[PROBLEM]: Would you copy the full listing that follows without changing a thing?
----------------
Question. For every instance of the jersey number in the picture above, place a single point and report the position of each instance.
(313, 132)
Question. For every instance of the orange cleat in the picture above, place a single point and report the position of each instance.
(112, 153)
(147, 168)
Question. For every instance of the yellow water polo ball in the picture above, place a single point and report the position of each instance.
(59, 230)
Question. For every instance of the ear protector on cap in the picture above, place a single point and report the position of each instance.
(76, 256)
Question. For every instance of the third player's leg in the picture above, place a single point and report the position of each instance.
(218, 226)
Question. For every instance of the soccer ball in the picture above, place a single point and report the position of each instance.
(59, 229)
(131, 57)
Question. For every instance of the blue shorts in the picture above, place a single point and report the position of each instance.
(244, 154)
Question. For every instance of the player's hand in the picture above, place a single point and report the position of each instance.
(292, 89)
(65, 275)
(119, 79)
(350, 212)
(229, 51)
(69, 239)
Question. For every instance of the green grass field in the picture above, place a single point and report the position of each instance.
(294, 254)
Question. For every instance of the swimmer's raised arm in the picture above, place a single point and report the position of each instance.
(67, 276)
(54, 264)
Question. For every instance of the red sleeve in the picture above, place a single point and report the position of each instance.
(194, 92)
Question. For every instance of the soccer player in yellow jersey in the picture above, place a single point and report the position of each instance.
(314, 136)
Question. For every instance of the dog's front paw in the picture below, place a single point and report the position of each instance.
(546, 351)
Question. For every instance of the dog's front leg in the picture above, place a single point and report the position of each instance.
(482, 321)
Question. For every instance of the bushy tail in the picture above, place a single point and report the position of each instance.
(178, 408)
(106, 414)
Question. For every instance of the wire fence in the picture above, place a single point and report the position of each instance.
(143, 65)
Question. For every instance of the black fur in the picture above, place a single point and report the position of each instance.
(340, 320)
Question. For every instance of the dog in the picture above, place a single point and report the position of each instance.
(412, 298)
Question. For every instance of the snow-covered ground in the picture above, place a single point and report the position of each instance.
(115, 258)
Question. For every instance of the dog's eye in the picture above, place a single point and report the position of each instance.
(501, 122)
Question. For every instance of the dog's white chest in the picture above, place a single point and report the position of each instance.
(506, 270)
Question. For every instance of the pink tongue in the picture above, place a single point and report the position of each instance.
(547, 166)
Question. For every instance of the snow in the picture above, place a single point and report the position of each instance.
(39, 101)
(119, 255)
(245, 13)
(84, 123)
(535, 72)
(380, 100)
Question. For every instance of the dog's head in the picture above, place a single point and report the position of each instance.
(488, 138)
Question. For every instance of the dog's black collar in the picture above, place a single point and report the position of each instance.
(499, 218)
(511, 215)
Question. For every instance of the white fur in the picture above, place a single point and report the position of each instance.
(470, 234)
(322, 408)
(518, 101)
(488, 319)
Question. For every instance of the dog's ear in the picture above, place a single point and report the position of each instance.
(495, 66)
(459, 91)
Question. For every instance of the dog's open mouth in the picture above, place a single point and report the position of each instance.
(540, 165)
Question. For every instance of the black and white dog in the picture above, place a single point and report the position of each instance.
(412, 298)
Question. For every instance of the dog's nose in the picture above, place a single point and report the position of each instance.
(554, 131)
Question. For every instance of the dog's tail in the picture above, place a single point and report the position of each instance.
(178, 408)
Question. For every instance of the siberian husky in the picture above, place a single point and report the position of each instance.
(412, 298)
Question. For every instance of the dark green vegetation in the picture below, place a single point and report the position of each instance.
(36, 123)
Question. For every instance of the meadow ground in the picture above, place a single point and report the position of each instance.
----------------
[WRITTEN SOLUTION]:
Question. For every instance of the jersey number in the picture above, place a single point and report the position of each instance.
(313, 132)
Question. For every instance of the orange cleat in the picture above, place a single point and report the position of each instance.
(112, 153)
(147, 168)
Question. For every instance of the yellow water polo ball in the picture above, place a single point and report the position of each instance.
(59, 230)
Question. For every instance of the ear protector on cap in the picture above, place a single point and report the position of each instance.
(76, 256)
Question. For every instance of the third player's leg in the picture above, place a single point and report the position of each instance.
(218, 226)
Question. For every instance of the soccer ball in the picture above, place a single point and report the position of each instance.
(59, 229)
(131, 57)
Question. For every instance of the blue shorts in the picture above, place a single point and report the position of each instance.
(244, 154)
Question. For every instance of the player's hand in the picture above, place a single point and report the position of each instance.
(292, 89)
(65, 275)
(119, 79)
(350, 212)
(229, 51)
(69, 239)
Question. For every instance of the green grass field in the picture above, place a single point and report the position of each instance.
(294, 254)
Question. For every instance of the swimmer's raised arm in the picture above, place a single point and report the position of each instance.
(67, 276)
(54, 264)
Question. For every instance of the red sleeve in the picture above, place a single point and report the position of each instance.
(194, 92)
Question. For every instance of the soccer player in yellow jersey in the picture above, place a single point and report the position of each instance.
(314, 136)
Question. For every instance of the dog's front paw in the picture below, place a single point and report the position of each instance.
(546, 351)
Question. For every instance of the dog's front leg in the picture above, place a single point and report the position of each instance.
(482, 321)
Question. For every instance of the bushy tail in the picture above, place a single point and report the position of each instance.
(178, 408)
(106, 414)
Question. For every instance of the wire fence in the picture above, place a single point and report the position of each instance.
(143, 65)
Question. For every instance of the black fur in the picture above, place a single point and report the position of each instance.
(340, 320)
Question. For every instance of the dog in the picture above, place a single point and report the position of each instance.
(412, 298)
Question. For every instance of the snow-covered ground in the picture above, place a single point and report the position of each instance.
(115, 258)
Question. For every instance of the dog's eye in the picture above, place a single point and report the position of each instance.
(501, 122)
Question. For every instance of the dog's white chest in the picture above, place a single point and report the position of each instance.
(506, 270)
Question. For every instance of the pink tongue in the picture above, place a single point and report the position of each instance.
(547, 166)
Question. For every instance of the snow in the picture above, place a single point and report the position of each instance.
(39, 101)
(119, 255)
(245, 13)
(84, 123)
(535, 72)
(380, 100)
Question. For every instance of the dog's head in the picture above, place a single point and report the position of each instance.
(488, 138)
Question. For every instance of the dog's black collar in the picture above, place a single point and report the position of each instance.
(499, 218)
(511, 215)
Question. For every instance of the white fur in the picture above, place a single point and report the position of each instance.
(470, 234)
(322, 408)
(518, 101)
(488, 319)
Question. For every instance of the dog's ear in the picture above, place a single point and report the position of each instance.
(495, 66)
(459, 91)
Question. For every instance of the dog's open mouth in the picture above, place a single point and report the position of each instance.
(540, 165)
Question. For every instance of the black and white dog in the picture above, place a single point and report the position of each instance.
(412, 298)
Question. For every instance of the dog's nose in the picture above, place a single point and report the position of each instance.
(554, 131)
Question. For every instance of the dog's tail in the picture above, place a single point and report the position of each instance.
(178, 408)
Question. For every instance of the siberian husky in the picture above, place a single point and report the position of each instance.
(412, 298)
Question. For every instance of the dark green vegetation in the picture below, place a single point and report the position of each instance.
(36, 123)
Question. For every instance of the meadow ground in the picture above, place a single point and report the position of each instance.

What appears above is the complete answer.